>> Start

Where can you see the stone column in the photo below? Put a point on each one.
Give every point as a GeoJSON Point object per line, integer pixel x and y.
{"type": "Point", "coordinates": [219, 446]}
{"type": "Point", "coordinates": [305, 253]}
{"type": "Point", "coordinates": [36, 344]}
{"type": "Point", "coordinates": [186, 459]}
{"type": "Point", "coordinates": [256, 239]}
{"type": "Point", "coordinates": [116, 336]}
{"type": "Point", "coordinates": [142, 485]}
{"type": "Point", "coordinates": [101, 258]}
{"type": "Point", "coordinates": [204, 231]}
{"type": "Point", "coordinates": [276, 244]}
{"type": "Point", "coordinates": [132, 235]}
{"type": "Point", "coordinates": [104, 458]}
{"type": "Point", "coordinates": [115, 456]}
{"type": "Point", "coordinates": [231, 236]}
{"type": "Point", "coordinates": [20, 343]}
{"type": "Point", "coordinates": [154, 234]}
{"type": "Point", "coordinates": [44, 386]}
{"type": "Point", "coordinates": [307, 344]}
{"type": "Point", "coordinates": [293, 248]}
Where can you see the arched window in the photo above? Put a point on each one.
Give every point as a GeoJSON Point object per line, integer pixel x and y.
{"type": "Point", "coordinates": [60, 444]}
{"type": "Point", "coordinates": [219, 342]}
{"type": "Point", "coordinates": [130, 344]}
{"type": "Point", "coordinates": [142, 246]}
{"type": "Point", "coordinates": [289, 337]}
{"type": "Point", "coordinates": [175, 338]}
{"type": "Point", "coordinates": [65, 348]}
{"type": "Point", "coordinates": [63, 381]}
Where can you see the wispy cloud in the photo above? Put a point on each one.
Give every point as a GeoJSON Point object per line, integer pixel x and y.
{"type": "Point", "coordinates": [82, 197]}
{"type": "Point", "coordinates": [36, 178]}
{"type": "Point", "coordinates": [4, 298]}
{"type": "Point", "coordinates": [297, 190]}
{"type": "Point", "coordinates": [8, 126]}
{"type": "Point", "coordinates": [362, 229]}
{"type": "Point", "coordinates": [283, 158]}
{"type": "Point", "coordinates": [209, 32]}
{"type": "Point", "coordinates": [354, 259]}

>> End

PROMPT:
Set down all of the material above again, word for word and line by line, with nothing changed.

SOLUTION TO THIS TASK:
Where can you see the stone column in the photo below? Put a point on each one.
Give every point as a GeoJSON Point object per line, integer pixel x and y.
{"type": "Point", "coordinates": [219, 446]}
{"type": "Point", "coordinates": [305, 253]}
{"type": "Point", "coordinates": [36, 344]}
{"type": "Point", "coordinates": [186, 459]}
{"type": "Point", "coordinates": [256, 239]}
{"type": "Point", "coordinates": [116, 336]}
{"type": "Point", "coordinates": [142, 485]}
{"type": "Point", "coordinates": [101, 258]}
{"type": "Point", "coordinates": [204, 231]}
{"type": "Point", "coordinates": [276, 244]}
{"type": "Point", "coordinates": [132, 235]}
{"type": "Point", "coordinates": [104, 458]}
{"type": "Point", "coordinates": [115, 456]}
{"type": "Point", "coordinates": [231, 236]}
{"type": "Point", "coordinates": [20, 343]}
{"type": "Point", "coordinates": [154, 234]}
{"type": "Point", "coordinates": [44, 386]}
{"type": "Point", "coordinates": [307, 344]}
{"type": "Point", "coordinates": [293, 248]}
Where can you see the arched window in the photo above? Put a point on each one.
Give every point as a GeoJSON Point object per line, integer pixel x and y.
{"type": "Point", "coordinates": [60, 444]}
{"type": "Point", "coordinates": [219, 342]}
{"type": "Point", "coordinates": [130, 344]}
{"type": "Point", "coordinates": [142, 246]}
{"type": "Point", "coordinates": [289, 337]}
{"type": "Point", "coordinates": [175, 338]}
{"type": "Point", "coordinates": [65, 348]}
{"type": "Point", "coordinates": [63, 381]}
Where can you see the wispy cloud in the photo above? Put a point on each one.
Give every point as a GeoJSON Point object per line, integer pixel x and y.
{"type": "Point", "coordinates": [82, 197]}
{"type": "Point", "coordinates": [36, 178]}
{"type": "Point", "coordinates": [4, 298]}
{"type": "Point", "coordinates": [297, 190]}
{"type": "Point", "coordinates": [8, 126]}
{"type": "Point", "coordinates": [362, 229]}
{"type": "Point", "coordinates": [283, 158]}
{"type": "Point", "coordinates": [209, 32]}
{"type": "Point", "coordinates": [354, 259]}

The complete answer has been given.